Exercise goal |
Extract, word for word, everything in the records below from the line containing "Pick out the window sill, placing" down to the final line of the records.

Given entries |

________

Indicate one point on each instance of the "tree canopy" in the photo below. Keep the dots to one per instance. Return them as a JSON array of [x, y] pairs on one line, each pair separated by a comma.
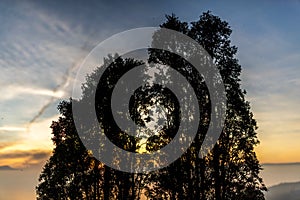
[[229, 171]]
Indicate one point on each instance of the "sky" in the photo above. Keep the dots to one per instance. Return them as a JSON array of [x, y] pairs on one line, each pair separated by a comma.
[[43, 43]]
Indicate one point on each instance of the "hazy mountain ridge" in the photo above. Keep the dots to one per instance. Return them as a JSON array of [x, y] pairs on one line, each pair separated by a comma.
[[287, 191]]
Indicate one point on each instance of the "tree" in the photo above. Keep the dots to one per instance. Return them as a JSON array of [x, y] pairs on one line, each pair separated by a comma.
[[229, 171]]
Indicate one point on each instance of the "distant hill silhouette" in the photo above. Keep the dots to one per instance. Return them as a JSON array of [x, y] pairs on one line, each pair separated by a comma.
[[287, 191], [6, 167]]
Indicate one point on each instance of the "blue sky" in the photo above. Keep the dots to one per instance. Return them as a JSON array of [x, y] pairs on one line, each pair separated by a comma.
[[42, 43]]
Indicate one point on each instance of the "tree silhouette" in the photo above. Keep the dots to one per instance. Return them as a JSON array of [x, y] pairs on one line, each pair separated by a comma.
[[229, 171]]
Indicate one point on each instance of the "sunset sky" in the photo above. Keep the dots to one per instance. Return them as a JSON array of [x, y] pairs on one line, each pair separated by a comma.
[[43, 43]]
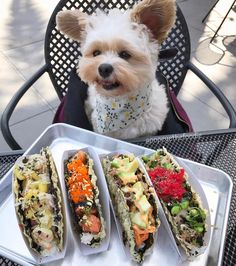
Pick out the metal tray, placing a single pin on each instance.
(60, 137)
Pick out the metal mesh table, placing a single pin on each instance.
(215, 148)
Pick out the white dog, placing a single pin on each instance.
(119, 60)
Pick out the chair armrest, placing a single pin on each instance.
(11, 106)
(217, 92)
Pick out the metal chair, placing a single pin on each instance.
(61, 56)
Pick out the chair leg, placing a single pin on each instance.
(222, 21)
(209, 11)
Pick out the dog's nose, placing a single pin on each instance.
(105, 70)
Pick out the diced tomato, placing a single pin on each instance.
(92, 224)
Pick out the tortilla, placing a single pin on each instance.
(38, 202)
(134, 201)
(181, 204)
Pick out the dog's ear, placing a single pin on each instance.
(158, 15)
(72, 23)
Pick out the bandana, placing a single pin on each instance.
(119, 112)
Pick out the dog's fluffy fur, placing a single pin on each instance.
(129, 42)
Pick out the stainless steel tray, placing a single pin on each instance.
(60, 137)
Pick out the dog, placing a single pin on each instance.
(119, 61)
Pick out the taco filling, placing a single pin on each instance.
(181, 204)
(38, 202)
(80, 181)
(134, 202)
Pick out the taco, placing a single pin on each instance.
(83, 195)
(38, 202)
(134, 202)
(181, 204)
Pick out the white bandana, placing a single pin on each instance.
(118, 112)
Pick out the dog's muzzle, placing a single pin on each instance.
(105, 70)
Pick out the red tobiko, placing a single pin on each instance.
(167, 183)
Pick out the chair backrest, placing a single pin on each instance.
(61, 53)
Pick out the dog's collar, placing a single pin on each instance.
(119, 112)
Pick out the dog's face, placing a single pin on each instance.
(119, 49)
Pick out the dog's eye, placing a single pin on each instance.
(96, 53)
(125, 55)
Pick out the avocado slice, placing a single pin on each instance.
(136, 218)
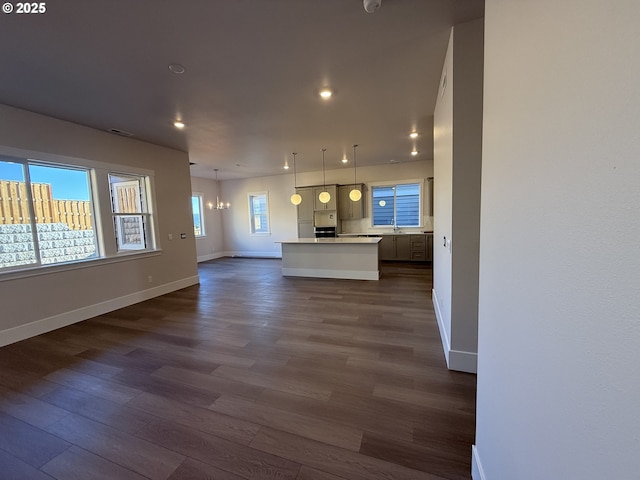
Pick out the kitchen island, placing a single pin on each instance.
(343, 257)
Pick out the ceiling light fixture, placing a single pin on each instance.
(370, 6)
(326, 93)
(220, 205)
(355, 194)
(177, 68)
(324, 196)
(296, 198)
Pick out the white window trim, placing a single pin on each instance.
(393, 183)
(105, 230)
(203, 227)
(251, 232)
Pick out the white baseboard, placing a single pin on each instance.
(211, 256)
(277, 254)
(463, 361)
(458, 360)
(446, 346)
(22, 332)
(477, 473)
(319, 273)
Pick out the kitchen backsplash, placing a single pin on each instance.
(364, 226)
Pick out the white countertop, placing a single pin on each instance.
(338, 240)
(383, 233)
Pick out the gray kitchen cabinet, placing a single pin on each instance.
(305, 209)
(305, 230)
(350, 210)
(418, 247)
(305, 213)
(406, 247)
(331, 204)
(387, 248)
(403, 247)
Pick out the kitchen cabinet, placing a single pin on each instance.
(350, 210)
(331, 204)
(406, 247)
(305, 209)
(387, 247)
(395, 247)
(418, 247)
(305, 213)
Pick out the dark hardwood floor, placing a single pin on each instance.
(248, 375)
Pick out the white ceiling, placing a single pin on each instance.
(253, 69)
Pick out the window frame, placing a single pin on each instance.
(106, 248)
(394, 185)
(203, 229)
(252, 229)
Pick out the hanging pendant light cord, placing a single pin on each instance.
(295, 181)
(354, 165)
(324, 179)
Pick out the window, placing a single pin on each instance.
(46, 214)
(396, 205)
(131, 215)
(49, 212)
(259, 213)
(198, 215)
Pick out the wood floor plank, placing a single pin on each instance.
(217, 423)
(192, 469)
(228, 456)
(308, 473)
(133, 453)
(94, 385)
(31, 445)
(438, 461)
(78, 464)
(305, 426)
(15, 469)
(213, 383)
(275, 382)
(336, 460)
(29, 409)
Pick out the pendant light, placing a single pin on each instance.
(220, 205)
(355, 194)
(324, 196)
(296, 198)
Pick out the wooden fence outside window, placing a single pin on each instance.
(14, 206)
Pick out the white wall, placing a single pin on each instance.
(283, 215)
(211, 244)
(458, 160)
(559, 326)
(443, 197)
(34, 304)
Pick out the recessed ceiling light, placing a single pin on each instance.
(177, 68)
(326, 93)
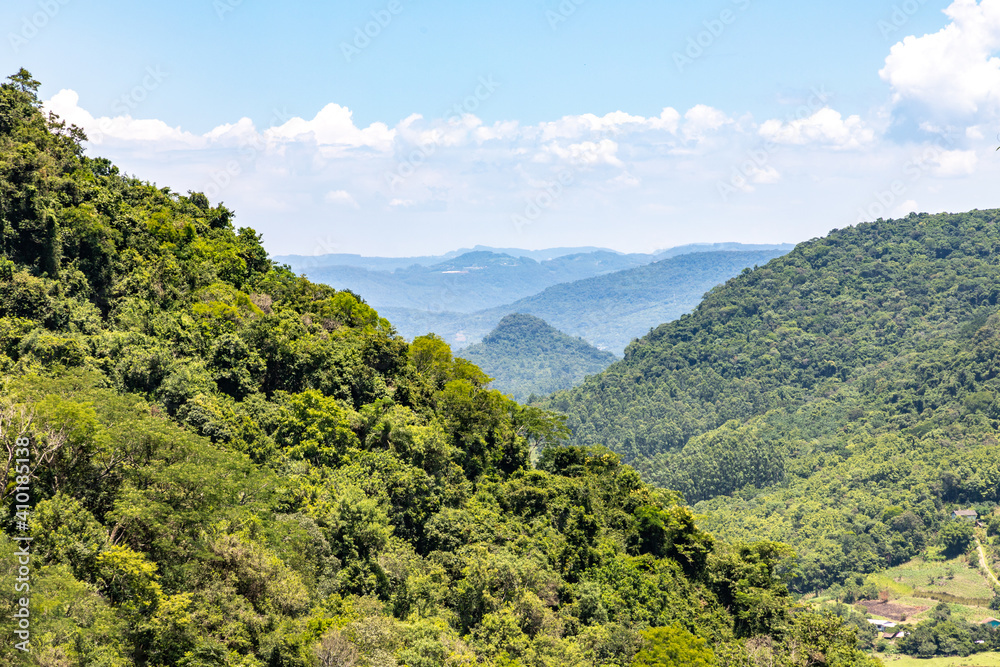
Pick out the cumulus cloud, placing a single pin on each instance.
(947, 164)
(952, 72)
(825, 127)
(342, 197)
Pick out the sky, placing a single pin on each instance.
(409, 127)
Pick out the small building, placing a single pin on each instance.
(881, 625)
(965, 515)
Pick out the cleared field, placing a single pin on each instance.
(978, 660)
(954, 581)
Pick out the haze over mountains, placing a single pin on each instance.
(605, 297)
(525, 356)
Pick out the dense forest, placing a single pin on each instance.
(230, 465)
(842, 399)
(527, 357)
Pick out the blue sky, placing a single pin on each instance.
(633, 125)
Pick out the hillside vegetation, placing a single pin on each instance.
(525, 356)
(842, 399)
(231, 465)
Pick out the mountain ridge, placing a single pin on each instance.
(526, 356)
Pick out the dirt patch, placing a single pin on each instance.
(891, 610)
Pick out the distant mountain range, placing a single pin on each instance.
(524, 355)
(605, 297)
(608, 311)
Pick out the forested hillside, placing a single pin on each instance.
(608, 311)
(525, 356)
(842, 399)
(230, 465)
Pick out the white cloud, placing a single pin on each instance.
(948, 164)
(826, 127)
(701, 120)
(66, 104)
(334, 126)
(342, 197)
(951, 72)
(587, 153)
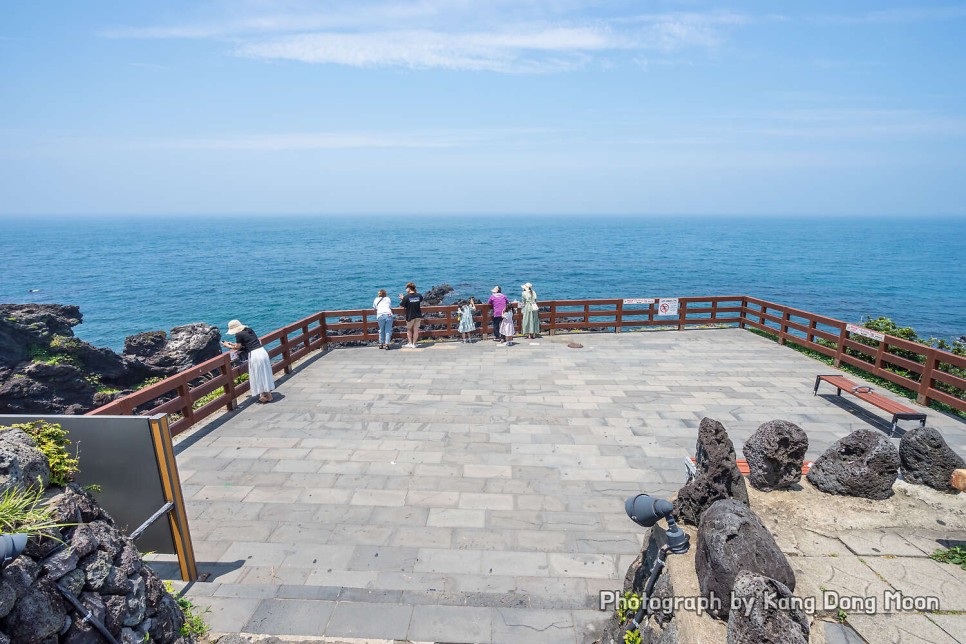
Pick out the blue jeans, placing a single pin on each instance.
(385, 328)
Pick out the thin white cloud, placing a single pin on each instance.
(508, 37)
(524, 51)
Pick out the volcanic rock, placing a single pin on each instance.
(767, 613)
(731, 538)
(926, 459)
(864, 464)
(718, 476)
(22, 465)
(435, 295)
(775, 454)
(958, 480)
(184, 347)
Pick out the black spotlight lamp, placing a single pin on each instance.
(11, 547)
(646, 510)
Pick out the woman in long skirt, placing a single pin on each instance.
(530, 326)
(250, 348)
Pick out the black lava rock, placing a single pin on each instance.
(863, 464)
(926, 459)
(731, 538)
(718, 475)
(767, 614)
(775, 454)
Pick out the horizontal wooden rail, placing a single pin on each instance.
(926, 371)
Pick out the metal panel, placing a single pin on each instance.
(118, 454)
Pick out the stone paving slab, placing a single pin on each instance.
(475, 492)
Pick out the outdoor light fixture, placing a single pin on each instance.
(646, 511)
(11, 546)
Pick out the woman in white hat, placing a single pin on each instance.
(250, 348)
(531, 312)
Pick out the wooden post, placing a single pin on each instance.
(925, 383)
(187, 408)
(783, 329)
(230, 381)
(840, 348)
(286, 354)
(325, 331)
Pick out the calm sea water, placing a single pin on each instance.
(142, 273)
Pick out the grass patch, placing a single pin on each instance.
(955, 555)
(24, 511)
(194, 621)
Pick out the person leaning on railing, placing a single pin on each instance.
(250, 348)
(383, 306)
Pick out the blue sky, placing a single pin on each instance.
(473, 106)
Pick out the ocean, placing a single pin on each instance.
(133, 274)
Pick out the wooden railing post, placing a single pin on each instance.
(840, 347)
(286, 354)
(229, 381)
(932, 362)
(187, 409)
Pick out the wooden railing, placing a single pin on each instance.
(926, 366)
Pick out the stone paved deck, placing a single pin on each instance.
(472, 492)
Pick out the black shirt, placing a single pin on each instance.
(249, 341)
(411, 303)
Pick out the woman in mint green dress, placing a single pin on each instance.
(531, 312)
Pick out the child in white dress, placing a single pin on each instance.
(507, 330)
(465, 313)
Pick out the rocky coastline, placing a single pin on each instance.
(44, 368)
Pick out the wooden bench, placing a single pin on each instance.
(898, 410)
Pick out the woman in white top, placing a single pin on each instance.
(383, 306)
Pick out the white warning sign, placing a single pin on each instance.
(668, 306)
(864, 332)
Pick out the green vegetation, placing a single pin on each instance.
(44, 355)
(194, 622)
(887, 326)
(955, 555)
(52, 440)
(26, 512)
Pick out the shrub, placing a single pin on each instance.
(52, 440)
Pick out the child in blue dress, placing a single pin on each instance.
(465, 313)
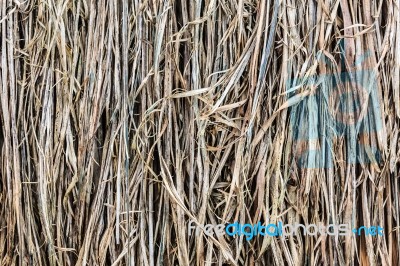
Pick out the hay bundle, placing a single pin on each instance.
(124, 121)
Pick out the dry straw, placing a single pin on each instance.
(123, 120)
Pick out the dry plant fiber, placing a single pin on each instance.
(124, 122)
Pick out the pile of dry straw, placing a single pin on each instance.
(121, 121)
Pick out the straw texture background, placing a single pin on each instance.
(121, 121)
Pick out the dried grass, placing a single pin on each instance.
(123, 120)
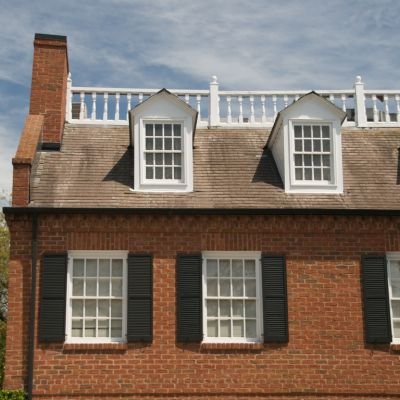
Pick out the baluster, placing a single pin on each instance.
(198, 102)
(274, 106)
(229, 117)
(387, 114)
(252, 116)
(128, 104)
(117, 106)
(344, 97)
(93, 106)
(105, 111)
(82, 106)
(264, 114)
(375, 108)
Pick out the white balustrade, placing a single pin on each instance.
(217, 107)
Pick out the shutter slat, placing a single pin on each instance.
(274, 299)
(52, 298)
(376, 300)
(140, 298)
(189, 298)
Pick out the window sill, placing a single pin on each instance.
(232, 346)
(95, 347)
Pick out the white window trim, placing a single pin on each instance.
(256, 255)
(68, 312)
(185, 184)
(321, 187)
(392, 256)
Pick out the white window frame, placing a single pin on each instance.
(335, 185)
(395, 256)
(256, 255)
(68, 314)
(184, 184)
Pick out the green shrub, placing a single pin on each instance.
(12, 395)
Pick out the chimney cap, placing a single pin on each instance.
(45, 36)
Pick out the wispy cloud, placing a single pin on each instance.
(250, 45)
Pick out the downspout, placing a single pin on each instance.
(32, 309)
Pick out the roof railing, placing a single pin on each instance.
(232, 108)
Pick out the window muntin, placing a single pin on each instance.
(231, 294)
(96, 306)
(163, 156)
(394, 295)
(312, 155)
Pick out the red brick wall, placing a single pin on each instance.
(49, 84)
(326, 357)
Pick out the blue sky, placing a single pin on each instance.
(308, 44)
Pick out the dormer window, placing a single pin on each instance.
(162, 129)
(307, 147)
(312, 154)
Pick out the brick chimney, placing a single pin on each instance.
(45, 122)
(49, 84)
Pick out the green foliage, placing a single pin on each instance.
(12, 395)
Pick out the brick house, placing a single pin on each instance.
(201, 244)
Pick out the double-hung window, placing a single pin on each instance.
(232, 297)
(96, 297)
(394, 294)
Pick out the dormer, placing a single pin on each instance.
(307, 146)
(162, 129)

________

Exercise solution |
Pick out the window sill, placing a single pin on each instance.
(232, 346)
(95, 347)
Pick out the white window trim, placing a single pin on each instance.
(256, 255)
(68, 312)
(185, 184)
(321, 187)
(392, 256)
Pick out the white window frame, placing a single pin on each instance.
(335, 185)
(395, 256)
(256, 255)
(68, 314)
(184, 184)
Pick out the green shrub, placing a single pin on each instance.
(12, 395)
Pick out the chimney cap, placing a single pin on each instance.
(45, 36)
Pick out the wispy cloud, placing a single pin on each instance.
(250, 45)
Pick out the downspout, placing a single pin on each instance.
(32, 309)
Pick out the roof railing, placing a single pin on each instance.
(232, 108)
Pick out the window muntin, placing a single pin on each instance.
(231, 294)
(96, 306)
(163, 156)
(394, 295)
(312, 155)
Pick out the red brick wall, placing a single pin on each instance.
(49, 84)
(326, 357)
Pick out the blue sky, placing a single pin on each instance.
(308, 44)
Pick out the dormer window, placing a single pin on each instance.
(162, 129)
(307, 147)
(312, 154)
Pick out the brick chimney, placing a single pin on each instance.
(45, 122)
(49, 84)
Pick out the green foliage, placing a single pin on each instance.
(12, 395)
Pick out the brick house, placing a single pin on each instance.
(201, 244)
Pick out the double-hung window, placing a single pin on each instance.
(232, 297)
(96, 297)
(394, 294)
Pick out the dormer, placing a single pin on each instance.
(307, 146)
(162, 129)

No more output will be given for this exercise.